▶ **À PROPOS**:
Extrayez du texte sur la sainteté et la joie, sans rien y changer, le passage qui s'ouvre sur les mots contenant « N’avez-vous pas remarqué, notamment » et se clôt sur « parfois à l’irréparable. ».

▶ **TEXTE FOURNI**:
⁂
Parfois, devenir un saint peut sembler difficile. Nos résolutions durent peu, nos ardeurs s’essoufflent avec la routine, nos forces s’amenuisent avec les obstacles. Et peu à peu, nous nous ramollissons. Cela parce que nous sommes encore trop pleins de nous-mêmes, trop appuyés sur nos petites forces ; Et pourtant… et pourtant si nous nous reposons en Dieu, tout sera plus simple. Croyons-nous que les martyrs étaient des personnes surentraînées, au mental d’acier, infaillibles ? Non ! Ils étaient comme nous. Mais la force qui les habitait et les faisait préférer la mort et la torture au péché n’était pas la leur. C’était celle de Dieu ! Croyons-nous que les apôtres au lendemain de la Pentecôte étaient soudain devenus forts par eux-mêmes, suite à une séance de « team building » ou de « coaching de la confiance en soi » ? Non ! Ils étaient les mêmes, mais simplement, remplis de Dieu, ils déplaçaient les montagnes. Cela ne serait-il plus vrai ? Le Saint Esprit ne soufflerait-il plus ?

N’avez-vous pas remarqué, notamment vous messieurs, comme beaucoup de vos collègues de travail sont tristes ? Et pourtant, nous vivons une époque qui ressasse sans arrêt les mêmes rengaines : être soi pour être heureux, avoir confiance en soi, s’épanouir au travail par la passion, s’accomplir personnellement, penser à soi, prendre du temps pour soi… tout cela est mensonge ! Nous vivons probablement l’époque la plus triste possible. Les gens sont tristes. Vivre pour soi, vivre avec soi au centre de tout, est le meilleur moyen de se rendre malheureux. Beaucoup finissent par jeter l’éponge les conduisant parfois à l’irréparable.

  Ô joie ! Avons-nous oublié la force qui habitait les martyrs ? L’émerveillement de saint François devant la beauté de la nature ? Les danses de sainte Thérèse d’Avila dans le secret du cloître ? Les chants et les poèmes joyeux de saint Jean de la Croix ? Le sourire de sainte Thérèse de l’Enfant-Jésus ? Les belles tranches de rires de saint Jean Bosco et saint Dominique Savio dans la cour de récréation ? La joie de Monseigneur Lefebvre ? Les personnes qui nous ont édifiés dans notre vie par leur sainteté, étaient-elles tristes ? Cherchons bien dans notre mémoire : nous réentendrons leurs rires salvateurs, leurs yeux pétillants de joie, leurs farces et bons mots. Comme cela contraste avec notre époque morose, prête à s’entretuer demain pour des histoires de santé, d’heures gagnées en espérance de vie, d’argent trop donné ou pas assez donné aux autres. Epoque où tout le monde fait la morale, mais quelle morale ! Epoque où tout le monde a raison et s’insulte par internet. Mais jamais ne on parle de l’essentiel. Et Dieu dans tout cela ? Tout le monde s’en moque.
⁂
▶ **LIGNES DE DONNÉES**:
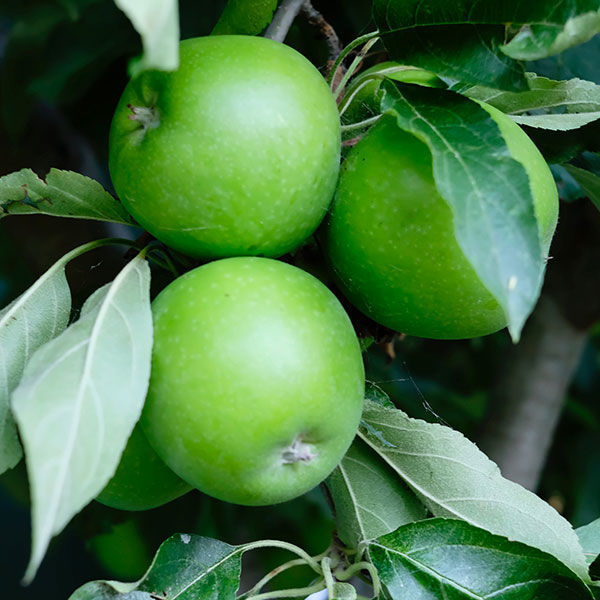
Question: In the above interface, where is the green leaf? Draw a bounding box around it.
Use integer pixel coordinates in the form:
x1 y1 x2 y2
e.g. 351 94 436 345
365 381 394 408
327 439 427 548
212 0 277 35
503 9 600 60
563 165 600 210
381 81 544 341
12 256 152 581
464 73 600 115
329 581 358 600
512 112 600 131
373 0 600 90
69 534 245 600
456 73 600 131
358 402 589 580
369 519 592 600
0 169 133 225
115 0 179 76
575 519 600 565
0 248 72 473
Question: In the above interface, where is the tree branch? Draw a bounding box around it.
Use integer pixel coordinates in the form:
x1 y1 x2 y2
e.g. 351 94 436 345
301 0 342 69
265 0 304 42
479 295 587 490
479 201 600 490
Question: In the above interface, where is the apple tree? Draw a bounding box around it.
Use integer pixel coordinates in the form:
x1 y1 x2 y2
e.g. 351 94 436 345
0 0 600 600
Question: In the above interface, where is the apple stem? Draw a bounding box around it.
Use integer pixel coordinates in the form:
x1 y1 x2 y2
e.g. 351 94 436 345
127 104 160 131
281 436 317 465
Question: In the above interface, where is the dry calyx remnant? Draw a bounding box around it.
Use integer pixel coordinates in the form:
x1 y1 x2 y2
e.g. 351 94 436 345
127 104 160 131
281 435 318 465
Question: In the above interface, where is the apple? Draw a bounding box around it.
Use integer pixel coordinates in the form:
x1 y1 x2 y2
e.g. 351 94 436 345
322 104 558 339
141 257 364 505
109 35 340 258
96 425 192 510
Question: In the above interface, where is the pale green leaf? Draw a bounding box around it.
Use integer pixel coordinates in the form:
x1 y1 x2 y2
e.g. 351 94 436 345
511 112 600 131
69 534 244 600
0 254 71 473
12 256 152 581
115 0 179 74
381 81 545 341
563 165 600 210
327 439 427 548
359 402 589 580
369 519 592 600
575 519 600 565
0 169 133 225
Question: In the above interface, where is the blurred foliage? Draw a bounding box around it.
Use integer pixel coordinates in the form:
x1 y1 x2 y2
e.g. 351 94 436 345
0 0 600 600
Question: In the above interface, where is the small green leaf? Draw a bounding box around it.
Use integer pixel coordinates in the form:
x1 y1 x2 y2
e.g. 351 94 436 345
365 381 394 408
69 533 244 600
563 165 600 210
327 439 427 548
12 256 152 581
511 112 600 131
502 10 600 60
575 519 600 565
329 581 358 600
381 81 544 341
212 0 277 35
369 519 592 600
373 0 600 90
0 253 71 473
115 0 179 76
358 402 589 580
464 73 600 115
0 169 133 225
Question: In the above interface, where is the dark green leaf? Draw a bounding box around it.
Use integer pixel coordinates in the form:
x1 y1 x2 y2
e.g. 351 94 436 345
464 73 600 115
327 439 427 548
12 256 152 581
359 402 588 579
369 519 592 600
0 169 133 225
381 82 544 340
69 534 244 600
374 0 600 90
212 0 277 35
564 165 600 210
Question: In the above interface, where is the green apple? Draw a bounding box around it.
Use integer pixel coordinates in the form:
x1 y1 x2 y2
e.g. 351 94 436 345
141 257 364 505
323 104 558 339
109 36 340 258
88 519 151 580
96 425 192 510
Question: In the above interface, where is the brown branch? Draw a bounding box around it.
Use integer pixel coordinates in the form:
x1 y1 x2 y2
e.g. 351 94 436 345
265 0 304 42
479 202 600 490
301 0 342 72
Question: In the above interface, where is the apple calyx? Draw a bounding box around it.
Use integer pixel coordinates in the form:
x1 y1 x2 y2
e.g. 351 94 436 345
281 435 318 465
127 104 160 132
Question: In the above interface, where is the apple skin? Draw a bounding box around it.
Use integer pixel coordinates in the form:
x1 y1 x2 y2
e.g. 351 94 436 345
322 104 558 339
96 425 192 510
141 257 364 506
109 35 340 258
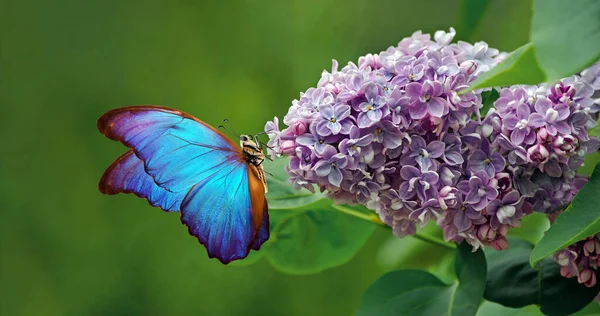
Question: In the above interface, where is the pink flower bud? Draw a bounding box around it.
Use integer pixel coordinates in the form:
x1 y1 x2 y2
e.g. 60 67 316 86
358 54 382 69
490 236 508 251
537 127 552 144
460 60 477 75
292 121 308 136
279 140 296 156
560 267 574 278
577 269 596 287
583 238 599 257
553 135 577 155
477 224 496 240
496 172 512 192
527 144 550 164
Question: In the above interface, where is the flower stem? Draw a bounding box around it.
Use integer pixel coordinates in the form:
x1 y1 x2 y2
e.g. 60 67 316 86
332 204 456 249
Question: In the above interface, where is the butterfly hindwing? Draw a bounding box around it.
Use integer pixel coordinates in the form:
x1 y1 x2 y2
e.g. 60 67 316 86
181 162 264 263
98 149 185 212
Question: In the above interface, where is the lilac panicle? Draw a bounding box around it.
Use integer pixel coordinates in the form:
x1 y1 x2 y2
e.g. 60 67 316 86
265 28 600 286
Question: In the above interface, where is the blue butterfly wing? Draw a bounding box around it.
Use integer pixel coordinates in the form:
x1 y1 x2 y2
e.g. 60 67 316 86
98 106 237 192
181 161 269 263
98 149 186 212
98 106 269 263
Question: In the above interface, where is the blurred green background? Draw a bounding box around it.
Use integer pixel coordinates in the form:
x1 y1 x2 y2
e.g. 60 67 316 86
0 0 531 315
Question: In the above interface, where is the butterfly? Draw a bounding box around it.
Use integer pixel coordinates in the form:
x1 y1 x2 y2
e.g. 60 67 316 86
98 106 269 264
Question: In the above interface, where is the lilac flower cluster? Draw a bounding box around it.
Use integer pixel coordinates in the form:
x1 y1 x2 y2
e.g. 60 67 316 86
554 234 600 287
265 29 600 286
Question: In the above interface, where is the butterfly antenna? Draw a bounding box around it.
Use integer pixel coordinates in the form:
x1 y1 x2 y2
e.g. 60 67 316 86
217 119 240 138
223 119 241 137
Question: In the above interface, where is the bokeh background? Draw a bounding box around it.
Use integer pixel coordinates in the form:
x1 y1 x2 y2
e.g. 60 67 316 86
0 0 531 315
⁂
▶ **RÉPONSE RÉDIGÉE**:
N’avez-vous pas remarqué, notamment vous messieurs, comme beaucoup de vos collègues de travail sont tristes ? Et pourtant, nous vivons une époque qui ressasse sans arrêt les mêmes rengaines : être soi pour être heureux, avoir confiance en soi, s’épanouir au travail par la passion, s’accomplir personnellement, penser à soi, prendre du temps pour soi… tout cela est mensonge ! Nous vivons probablement l’époque la plus triste possible. Les gens sont tristes. Vivre pour soi, vivre avec soi au centre de tout, est le meilleur moyen de se rendre malheureux. Beaucoup finissent par jeter l’éponge les conduisant parfois à l’irréparable.